GOAL
Pick out each line of the records below that contains the word "bark", and copy those lines. The match is case-sensitive.

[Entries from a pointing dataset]
>> START
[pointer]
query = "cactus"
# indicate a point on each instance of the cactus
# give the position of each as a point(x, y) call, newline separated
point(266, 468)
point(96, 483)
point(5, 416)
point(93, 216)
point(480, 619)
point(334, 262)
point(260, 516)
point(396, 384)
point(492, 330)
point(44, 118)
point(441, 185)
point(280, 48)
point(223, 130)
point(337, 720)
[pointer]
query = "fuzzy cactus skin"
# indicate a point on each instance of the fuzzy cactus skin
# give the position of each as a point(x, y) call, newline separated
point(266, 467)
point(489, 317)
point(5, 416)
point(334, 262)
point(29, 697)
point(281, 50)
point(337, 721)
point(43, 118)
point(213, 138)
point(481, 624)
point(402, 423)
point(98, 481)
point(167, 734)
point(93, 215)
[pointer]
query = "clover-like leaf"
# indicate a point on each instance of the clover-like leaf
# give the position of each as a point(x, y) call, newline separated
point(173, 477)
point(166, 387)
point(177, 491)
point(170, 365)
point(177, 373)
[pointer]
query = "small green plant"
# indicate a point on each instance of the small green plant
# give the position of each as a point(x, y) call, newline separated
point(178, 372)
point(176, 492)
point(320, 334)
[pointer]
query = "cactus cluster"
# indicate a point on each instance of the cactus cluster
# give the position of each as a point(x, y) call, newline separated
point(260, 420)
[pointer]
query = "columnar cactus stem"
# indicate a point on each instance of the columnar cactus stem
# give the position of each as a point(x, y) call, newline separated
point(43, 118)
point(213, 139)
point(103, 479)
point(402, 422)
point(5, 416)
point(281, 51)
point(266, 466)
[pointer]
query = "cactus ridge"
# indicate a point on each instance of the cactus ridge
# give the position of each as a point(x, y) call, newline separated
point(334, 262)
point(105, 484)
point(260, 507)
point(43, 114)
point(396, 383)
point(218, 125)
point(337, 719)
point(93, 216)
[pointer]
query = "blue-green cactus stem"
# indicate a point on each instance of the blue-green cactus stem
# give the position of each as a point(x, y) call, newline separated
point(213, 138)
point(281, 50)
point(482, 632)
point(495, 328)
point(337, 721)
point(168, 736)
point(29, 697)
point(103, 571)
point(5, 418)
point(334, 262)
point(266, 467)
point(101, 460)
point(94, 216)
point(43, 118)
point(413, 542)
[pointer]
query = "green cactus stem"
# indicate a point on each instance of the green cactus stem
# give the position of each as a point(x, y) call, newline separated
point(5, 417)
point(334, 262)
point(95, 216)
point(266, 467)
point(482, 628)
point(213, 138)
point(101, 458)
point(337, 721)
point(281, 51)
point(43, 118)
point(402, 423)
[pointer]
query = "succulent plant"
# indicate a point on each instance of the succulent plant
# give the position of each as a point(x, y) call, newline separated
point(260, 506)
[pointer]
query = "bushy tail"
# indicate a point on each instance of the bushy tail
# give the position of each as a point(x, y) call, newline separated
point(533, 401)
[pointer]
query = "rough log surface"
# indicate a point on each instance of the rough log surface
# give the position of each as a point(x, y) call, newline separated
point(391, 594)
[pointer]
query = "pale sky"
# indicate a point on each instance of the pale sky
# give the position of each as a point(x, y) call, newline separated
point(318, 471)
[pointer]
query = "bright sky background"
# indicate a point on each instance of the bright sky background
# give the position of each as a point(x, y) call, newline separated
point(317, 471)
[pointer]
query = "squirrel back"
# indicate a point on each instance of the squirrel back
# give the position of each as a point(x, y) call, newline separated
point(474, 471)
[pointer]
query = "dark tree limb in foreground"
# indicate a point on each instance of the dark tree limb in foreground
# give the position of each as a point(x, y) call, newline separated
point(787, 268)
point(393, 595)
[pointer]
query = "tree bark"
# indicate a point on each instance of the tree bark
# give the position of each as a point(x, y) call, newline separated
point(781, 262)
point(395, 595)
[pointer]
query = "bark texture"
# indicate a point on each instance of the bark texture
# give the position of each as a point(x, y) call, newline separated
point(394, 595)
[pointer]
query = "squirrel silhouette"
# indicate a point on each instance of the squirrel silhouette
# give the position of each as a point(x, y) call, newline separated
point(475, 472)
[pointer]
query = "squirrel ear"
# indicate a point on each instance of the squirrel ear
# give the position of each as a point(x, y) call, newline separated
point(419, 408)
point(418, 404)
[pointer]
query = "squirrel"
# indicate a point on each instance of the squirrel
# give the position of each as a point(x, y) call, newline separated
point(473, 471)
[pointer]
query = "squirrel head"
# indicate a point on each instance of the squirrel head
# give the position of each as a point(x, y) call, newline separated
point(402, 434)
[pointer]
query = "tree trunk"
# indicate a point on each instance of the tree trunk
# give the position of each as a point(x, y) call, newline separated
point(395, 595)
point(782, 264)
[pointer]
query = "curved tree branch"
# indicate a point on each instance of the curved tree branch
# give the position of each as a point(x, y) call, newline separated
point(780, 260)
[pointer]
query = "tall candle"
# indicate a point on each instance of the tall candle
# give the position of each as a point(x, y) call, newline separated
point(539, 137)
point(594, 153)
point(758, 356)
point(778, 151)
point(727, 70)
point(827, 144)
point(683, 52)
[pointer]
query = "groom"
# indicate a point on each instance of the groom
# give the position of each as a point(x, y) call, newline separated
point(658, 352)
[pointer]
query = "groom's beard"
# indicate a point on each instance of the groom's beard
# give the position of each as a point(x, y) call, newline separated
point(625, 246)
>> END
RESULT
query = "tree bark"
# indicate a point on each instance of the tree bark
query = "bark texture"
# indicate a point on each instance of the bark texture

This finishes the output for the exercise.